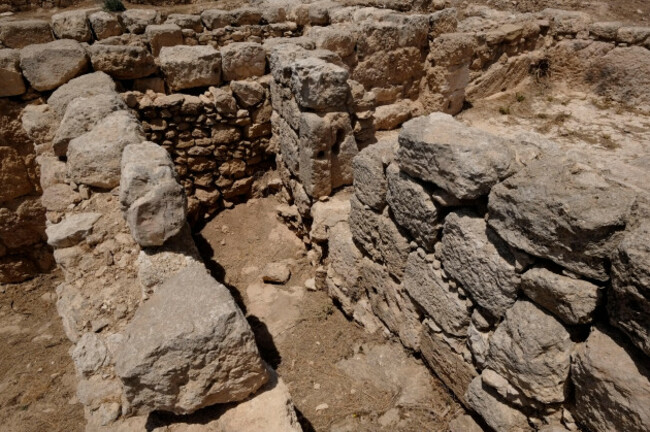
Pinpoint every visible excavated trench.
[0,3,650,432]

==

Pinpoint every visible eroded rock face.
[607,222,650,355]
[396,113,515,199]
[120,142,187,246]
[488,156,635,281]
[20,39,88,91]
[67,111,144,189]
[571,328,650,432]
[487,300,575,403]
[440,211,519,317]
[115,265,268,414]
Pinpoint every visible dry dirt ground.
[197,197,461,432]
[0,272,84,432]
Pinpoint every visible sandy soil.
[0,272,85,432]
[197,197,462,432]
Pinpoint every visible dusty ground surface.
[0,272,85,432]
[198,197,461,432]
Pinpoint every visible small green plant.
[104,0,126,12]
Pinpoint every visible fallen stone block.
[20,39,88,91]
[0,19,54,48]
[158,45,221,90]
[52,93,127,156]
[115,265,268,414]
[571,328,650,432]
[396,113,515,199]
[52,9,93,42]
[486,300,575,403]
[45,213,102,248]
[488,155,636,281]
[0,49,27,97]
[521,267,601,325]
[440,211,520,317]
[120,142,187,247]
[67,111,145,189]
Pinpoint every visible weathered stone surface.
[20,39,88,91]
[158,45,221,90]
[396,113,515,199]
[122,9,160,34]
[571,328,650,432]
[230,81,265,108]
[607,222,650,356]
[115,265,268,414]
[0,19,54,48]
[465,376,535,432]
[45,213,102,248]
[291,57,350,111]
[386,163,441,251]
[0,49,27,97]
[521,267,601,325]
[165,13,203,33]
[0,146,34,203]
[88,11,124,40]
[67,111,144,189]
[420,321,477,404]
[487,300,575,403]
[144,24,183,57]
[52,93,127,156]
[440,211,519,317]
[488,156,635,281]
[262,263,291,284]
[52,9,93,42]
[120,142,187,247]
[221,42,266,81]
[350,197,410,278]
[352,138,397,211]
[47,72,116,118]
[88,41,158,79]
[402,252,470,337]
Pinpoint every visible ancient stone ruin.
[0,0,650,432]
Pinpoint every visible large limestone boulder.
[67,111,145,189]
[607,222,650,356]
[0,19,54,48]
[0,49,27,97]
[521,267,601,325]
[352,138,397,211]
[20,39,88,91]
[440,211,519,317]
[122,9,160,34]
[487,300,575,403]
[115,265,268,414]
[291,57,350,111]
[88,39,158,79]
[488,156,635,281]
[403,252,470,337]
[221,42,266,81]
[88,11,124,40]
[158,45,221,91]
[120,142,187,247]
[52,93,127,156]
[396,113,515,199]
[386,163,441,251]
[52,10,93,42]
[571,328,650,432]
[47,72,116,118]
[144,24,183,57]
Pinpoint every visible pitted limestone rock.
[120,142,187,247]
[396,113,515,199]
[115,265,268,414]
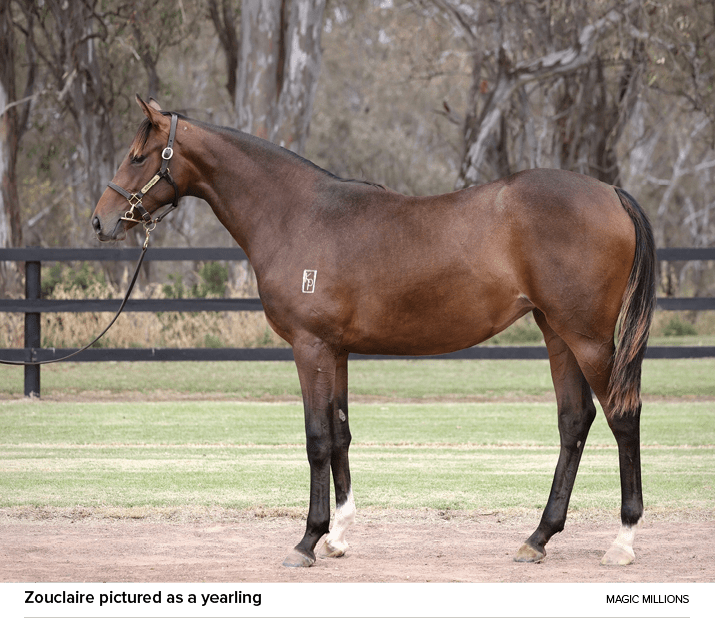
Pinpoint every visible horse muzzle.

WHAT YOU ARE ASKED TO DO = Please format everything in the records from the line containing "Pinpoint every visible small green plant." down to the line containing "[0,0,650,432]", both included, as a numbered list with blank lines left out.

WRITTEN SOLUTION =
1. Pinpoint every visible small green plant.
2. [104,0,126,12]
3. Pinpoint every visible fallen stone block.
4. [20,39,88,91]
5. [0,19,54,48]
6. [158,45,221,90]
7. [52,93,127,156]
8. [115,265,268,414]
9. [571,328,650,432]
10. [396,113,515,199]
11. [52,9,93,42]
12. [486,300,575,403]
13. [45,213,102,248]
14. [488,155,636,281]
15. [0,49,27,97]
16. [521,267,601,325]
17. [440,211,520,317]
18. [120,142,187,247]
19. [67,111,145,189]
20. Pinpoint every visible weathered stone surface.
21. [20,39,88,91]
22. [158,45,221,90]
23. [396,113,515,199]
24. [122,9,160,34]
25. [571,328,650,432]
26. [230,81,265,108]
27. [607,222,650,356]
28. [115,265,268,414]
29. [0,19,54,48]
30. [465,376,535,432]
31. [45,213,102,248]
32. [291,57,350,111]
33. [386,163,441,251]
34. [0,49,27,97]
35. [521,267,601,325]
36. [165,13,203,33]
37. [0,146,34,203]
38. [88,11,124,40]
39. [67,111,144,189]
40. [420,321,477,404]
41. [487,300,575,403]
42. [144,24,183,57]
43. [52,93,127,156]
44. [440,211,519,317]
45. [488,156,635,281]
46. [262,263,291,284]
47. [52,9,93,42]
48. [120,142,187,247]
49. [221,42,266,81]
50. [350,197,410,278]
51. [352,138,397,211]
52. [47,72,116,118]
53. [88,41,158,79]
54. [402,252,470,337]
55. Pinpoint every visible ancient stone ruin.
56. [0,0,650,432]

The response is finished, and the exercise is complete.